INSTRUCTION A ->
In the commentary on the Times, how many words long was Monday's report on the Obamas' racial ancestry?

EXTRACT PROVIDED ->
Begin
Two years of research went into this topic. The same amount of time has been spent avoiding that crazy proposal.

Don’t make the mistake of thinking that this report was an attempt to explore America’s racial history, because of course it wasn’t. This was an attempt to sell human interest about a major celebrity, packaged in the kind of way which makes Times readers feel smart.

In the New York Times, you have a much better chance of learning about the race of both Obamas’ ancestors than of learning about the craziest tax proposal in history. Just this Monday, the Times did another report about the Obamas’ “surprising” racial ancestry.

This report ran 1222 words. It sat on the front page of the National section. Three days later, the Times buried 400 words about Romney’s tax plan at the bottom of an internal page.

You live in an amazingly dumb period. Until recently, our affairs were in the hands of a small group of elites. In various ways, this arrangement tended to mask our manifest dumbness, which can be avoided no more.

In recent decades, this system has been discarded. Don Imus was allowed on the air—then Howard Stern, then Rush. The Internet let everyone speak. Even Lawrence O’Donnell!

It turns out that we're very dumb. We liberals can see this in The Others. We can’t make it out about us.

This brings us back to that public editor, pretending to worry about the coverage provided by the Times. How can the Times “reset the campaign agenda,” he pretended to ask, pretending to tear his thoughtful hair. The dumbness of the current campaign “presents an acute problem for The Times, which many people look to for coverage on substantive issues,” he pretended to think.

Arthur Brisbane then pretended to ask Richard Stevenson what the Times can do about this. After the requisite fawning remarks about the Times’ “sophisticated readers,” Steven pretended to give an answer.

Let’s recall what Stevenson said as he defined the problem in which he pretends to believe:
BRISBANE (7/29/12): I asked Mr. Stevenson, the political editor, to provide his perspective on the choices The Times faces in covering the election.

''I don't have a problem with high-frequency'' coverage, he told me. ''I guess the question is: Is it worth it in terms of news value? I think we ought to be guided, especially in coverage of politics, by: Are you really adding value for a sophisticated New York Times reader?''

He added, ''I hesitate to say that we don't want to play in that lane at all because I think being up to date and relevant and insidery is not a bad thing, but not at the cost of high-value, high-impact journalism.''

Yet, as he observed, every four years the candidates have a way of defining downward the substance of the debate, reducing important issues to bumper-sticker rhetoric—a process that works against The Times's higher journalistic ambitions.
End
INSTRUCTION B ->
In the entries, switch "green shrub" to "leafy shrub" throughout the stretch from the line containing "of the tall" through the end of the entries. Give back only those lines, with nothing else changed.

PROVIDED INFORMATION ->
Begin
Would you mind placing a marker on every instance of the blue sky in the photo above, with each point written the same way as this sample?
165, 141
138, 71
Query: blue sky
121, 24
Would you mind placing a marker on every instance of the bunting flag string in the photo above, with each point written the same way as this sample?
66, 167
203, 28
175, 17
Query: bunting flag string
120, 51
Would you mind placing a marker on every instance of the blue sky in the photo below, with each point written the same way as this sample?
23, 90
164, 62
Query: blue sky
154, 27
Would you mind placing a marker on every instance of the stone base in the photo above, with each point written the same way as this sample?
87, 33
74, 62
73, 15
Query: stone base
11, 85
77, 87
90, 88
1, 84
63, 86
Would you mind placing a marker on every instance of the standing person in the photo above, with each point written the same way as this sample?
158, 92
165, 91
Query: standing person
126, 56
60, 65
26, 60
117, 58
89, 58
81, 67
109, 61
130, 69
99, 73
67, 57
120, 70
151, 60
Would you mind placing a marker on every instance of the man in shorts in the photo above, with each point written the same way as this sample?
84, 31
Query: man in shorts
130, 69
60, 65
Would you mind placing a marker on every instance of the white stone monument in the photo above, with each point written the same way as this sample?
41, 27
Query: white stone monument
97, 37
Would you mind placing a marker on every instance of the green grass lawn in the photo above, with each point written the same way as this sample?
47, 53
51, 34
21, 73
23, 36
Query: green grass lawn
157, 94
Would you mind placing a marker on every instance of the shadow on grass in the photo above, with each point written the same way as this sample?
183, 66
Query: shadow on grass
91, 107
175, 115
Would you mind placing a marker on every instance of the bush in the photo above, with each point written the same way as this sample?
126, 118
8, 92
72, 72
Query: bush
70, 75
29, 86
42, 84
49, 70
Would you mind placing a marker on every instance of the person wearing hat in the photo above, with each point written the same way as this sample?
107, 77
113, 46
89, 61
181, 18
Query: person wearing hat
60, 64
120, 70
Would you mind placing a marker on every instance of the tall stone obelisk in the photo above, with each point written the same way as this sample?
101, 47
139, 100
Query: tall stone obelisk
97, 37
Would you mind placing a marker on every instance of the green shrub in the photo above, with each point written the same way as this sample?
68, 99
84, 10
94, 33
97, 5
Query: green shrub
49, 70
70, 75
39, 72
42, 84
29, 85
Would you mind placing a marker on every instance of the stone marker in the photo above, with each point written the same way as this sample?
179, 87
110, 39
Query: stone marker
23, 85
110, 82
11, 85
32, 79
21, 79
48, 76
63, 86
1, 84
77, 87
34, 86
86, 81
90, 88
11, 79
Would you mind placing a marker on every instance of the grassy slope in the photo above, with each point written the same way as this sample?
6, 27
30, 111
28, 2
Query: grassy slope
End
EXERCISE ANSWER A ->
1222 words.

EXERCISE ANSWER B ->
Would you mind placing a marker on every instance of the tall stone obelisk in the photo above, with each point written the same way as this sample?
101, 47
139, 100
Query: tall stone obelisk
97, 37
Would you mind placing a marker on every instance of the leafy shrub in the photo above, with each point written the same way as this sample?
68, 99
84, 10
94, 33
97, 5
Query: leafy shrub
49, 70
70, 75
39, 72
42, 84
29, 85
Would you mind placing a marker on every instance of the stone marker in the photo above, with each point written the same way as this sample?
179, 87
110, 39
Query: stone marker
23, 85
110, 82
11, 85
32, 79
21, 79
48, 76
63, 86
1, 84
77, 87
34, 86
86, 81
90, 88
11, 79
Would you mind placing a marker on every instance of the grassy slope in the photo above, with each point written the same way as this sample?
6, 27
30, 111
28, 2
Query: grassy slope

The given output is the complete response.